== DOCUMENT TEXT
Beijing and Shanghai, as two of the world’s most famous cities with two distinct style attract the people throughout the world. In Beijing, the Forbidden City, the Great Wall, Hutong, Peking Opera, roast duck etc make you feel a strong cultural atmosphere here; but if you want to know China’s rapid development, the recent outcome of Shanghai’s science and technology, information technology, trade, financial will make you feel an international cultural exchange and integration in the bustling city.
Without a doubt, Shanghai is one of China's great gastronomical
centers. If you do not experience Shanghai's cuisine to the
fullest, then you are depriving yourself an essential part of
Shanghai life. Chinese people have always placed top priority
on food, and Shanghai is no exception. Shanghai has been developing
its own distinctive local cuisine for over one hundred years.
At the same time, this historical port city has tolerantly and
appreciatively welcomed the best international cuisine from
around the world. World famous international restaurants have
been gradually making their way into Shanghai to set up shop.
====
◆ WRITTEN INSTRUCTION A
Answer these questions using the passage on Beijing and Shanghai:
(i) Which dish does it list among Beijing's attractions?
(ii) For how long has Shanghai been developing its own local cuisine?
(iii) What kind of city does it call Shanghai when describing its welcome of international cuisine?
== INPUT
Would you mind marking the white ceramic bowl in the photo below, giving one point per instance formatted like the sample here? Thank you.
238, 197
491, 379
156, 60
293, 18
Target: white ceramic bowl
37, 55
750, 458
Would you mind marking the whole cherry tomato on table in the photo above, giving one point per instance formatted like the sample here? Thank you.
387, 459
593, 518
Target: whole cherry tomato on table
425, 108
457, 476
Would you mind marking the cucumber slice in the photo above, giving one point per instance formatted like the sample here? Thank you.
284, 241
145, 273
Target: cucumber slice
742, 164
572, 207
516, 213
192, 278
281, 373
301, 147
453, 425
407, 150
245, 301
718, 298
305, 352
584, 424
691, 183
====
◆ WRITTEN INSTRUCTION B
Copy every line of the records above, character for character.

◆ CORRECT RESPONSE A
(i) Roast duck
(ii) Over one hundred years
(iii) A historical port city

◆ CORRECT RESPONSE B
Would you mind marking the white ceramic bowl in the photo below, giving one point per instance formatted like the sample here? Thank you.
238, 197
491, 379
156, 60
293, 18
Target: white ceramic bowl
37, 55
750, 458
Would you mind marking the whole cherry tomato on table in the photo above, giving one point per instance formatted like the sample here? Thank you.
387, 459
593, 518
Target: whole cherry tomato on table
425, 108
457, 476
Would you mind marking the cucumber slice in the photo above, giving one point per instance formatted like the sample here? Thank you.
284, 241
145, 273
Target: cucumber slice
742, 164
572, 207
516, 213
192, 278
281, 373
301, 147
453, 425
407, 150
245, 301
718, 298
305, 352
584, 424
691, 183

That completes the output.